«O meu avô salvou 30 mil e agiu por conta própria, contra a lei do Estado Novo, sem ajuda de ninguém e fê-lo em 1940, no início da Guerra», disse à Agência Lusa Álvaro de Sousa Mendes, neto do diplomata e presidente da Fundação Aristides de Sousa Mendes.
Para a investigadora Yehuda Bauer, especialista na história dos refugiados judeus durante a II Guerra Mundial, Aristides de Sousa Mendes protagonizou mesmo a «maior acção de salvamento levada a cabo por uma só pessoa durante o Holocausto».
A acção de Aristides de Sousa Mendes, sublinha também o neto, foi de «total e absoluto desinteresse», tendo havido famílias que lhe ofereceram «fortunas por um visto e de quem o diplomata nunca aceitou um tostão».
Aristides de Sousa Mendes era, em 1940, cônsul de Portugal em Bordéus, no sudoeste de França, onde chegavam diariamente centenas de milhar de refugiados de toda a Europa, onde eram perseguidos pelos exércitos Nazis.
Originário de uma família rica e burguesa de Viseu, profundamente católico e conservador, o diplomata não terá sido indiferente às enchentes de refugiados na cidade, que se iam instalando onde podiam, com as condições previsíveis naquelas circunstâncias.
A estação ferroviária da cidade era já um autêntico dormitório, bem como a residência do próprio cônsul, que albergara diversas famílias, por compaixão pela sua situação.

## INFORMAÇÃO EXTRAÍDA
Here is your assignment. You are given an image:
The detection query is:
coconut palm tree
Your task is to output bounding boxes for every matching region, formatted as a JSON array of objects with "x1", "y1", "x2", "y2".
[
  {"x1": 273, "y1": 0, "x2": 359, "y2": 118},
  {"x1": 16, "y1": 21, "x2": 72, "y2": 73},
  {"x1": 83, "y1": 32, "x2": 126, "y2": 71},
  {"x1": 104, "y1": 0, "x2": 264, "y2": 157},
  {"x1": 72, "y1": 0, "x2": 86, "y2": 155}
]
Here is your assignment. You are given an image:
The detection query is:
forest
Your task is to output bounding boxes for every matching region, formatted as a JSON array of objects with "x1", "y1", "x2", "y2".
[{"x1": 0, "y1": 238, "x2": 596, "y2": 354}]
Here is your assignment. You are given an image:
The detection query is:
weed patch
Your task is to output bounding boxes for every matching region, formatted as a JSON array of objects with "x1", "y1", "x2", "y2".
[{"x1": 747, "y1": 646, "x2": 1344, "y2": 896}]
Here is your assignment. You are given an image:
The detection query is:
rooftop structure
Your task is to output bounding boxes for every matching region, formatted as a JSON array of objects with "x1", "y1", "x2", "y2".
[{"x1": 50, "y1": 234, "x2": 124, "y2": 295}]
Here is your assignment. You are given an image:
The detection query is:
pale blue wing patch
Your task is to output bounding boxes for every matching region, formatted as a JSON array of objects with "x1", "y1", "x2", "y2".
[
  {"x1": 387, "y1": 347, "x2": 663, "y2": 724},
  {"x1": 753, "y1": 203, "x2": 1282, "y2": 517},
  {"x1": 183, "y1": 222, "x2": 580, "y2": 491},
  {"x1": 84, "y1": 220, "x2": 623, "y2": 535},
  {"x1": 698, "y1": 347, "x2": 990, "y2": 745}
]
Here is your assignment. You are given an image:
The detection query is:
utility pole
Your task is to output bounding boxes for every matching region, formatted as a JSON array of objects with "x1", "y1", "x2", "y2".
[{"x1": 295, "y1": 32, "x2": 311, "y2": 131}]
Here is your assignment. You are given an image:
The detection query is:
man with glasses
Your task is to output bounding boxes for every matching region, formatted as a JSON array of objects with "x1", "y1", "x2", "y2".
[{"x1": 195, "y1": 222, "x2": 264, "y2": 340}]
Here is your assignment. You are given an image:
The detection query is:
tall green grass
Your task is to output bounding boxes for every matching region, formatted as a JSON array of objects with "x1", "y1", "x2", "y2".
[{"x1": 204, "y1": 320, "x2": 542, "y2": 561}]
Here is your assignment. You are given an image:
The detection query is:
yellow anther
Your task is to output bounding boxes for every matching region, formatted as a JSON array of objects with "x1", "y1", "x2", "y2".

## FAÇA ISTO
Devolva sem alterações o trecho do texto sobre Aristides de Sousa Mendes que abre com as palavras que contêm "Aristides de Sousa Mendes era, em" e fecha com "previsíveis naquelas circunstâncias.". Não é preciso usar as linhas para nada.

## RESULTADO
Aristides de Sousa Mendes era, em 1940, cônsul de Portugal em Bordéus, no sudoeste de França, onde chegavam diariamente centenas de milhar de refugiados de toda a Europa, onde eram perseguidos pelos exércitos Nazis.
Originário de uma família rica e burguesa de Viseu, profundamente católico e conservador, o diplomata não terá sido indiferente às enchentes de refugiados na cidade, que se iam instalando onde podiam, com as condições previsíveis naquelas circunstâncias.